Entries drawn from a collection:

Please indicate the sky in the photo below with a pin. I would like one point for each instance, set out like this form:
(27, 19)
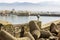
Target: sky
(31, 1)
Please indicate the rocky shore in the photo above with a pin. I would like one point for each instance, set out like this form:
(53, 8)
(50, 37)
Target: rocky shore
(31, 31)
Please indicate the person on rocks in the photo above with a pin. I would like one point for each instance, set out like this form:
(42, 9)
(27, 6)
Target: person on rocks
(1, 25)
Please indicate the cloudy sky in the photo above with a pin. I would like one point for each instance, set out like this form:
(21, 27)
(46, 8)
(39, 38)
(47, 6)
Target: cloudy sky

▸ TO DO:
Copy all of the material above word for word, leaving out the pictures.

▸ ANSWER BELOW:
Please indicate the sky in the photo below with a pin. I would like one point for each instance, set out like this form:
(27, 19)
Target: sky
(31, 1)
Please indicate the rocky shore in the photo above with a pin. I would like one point for each instance, set out like this form:
(53, 8)
(50, 37)
Target: rocky shore
(31, 31)
Please indicate the person on rocks in the photo above with a pin. I would like one point for each instance, set out like this form:
(42, 9)
(27, 6)
Target: person on rocks
(1, 25)
Please indicate the cloudy sky in the photo above with a pin. I would like one point for each instance, set out like this form:
(21, 27)
(46, 8)
(39, 38)
(47, 6)
Target: cloudy sky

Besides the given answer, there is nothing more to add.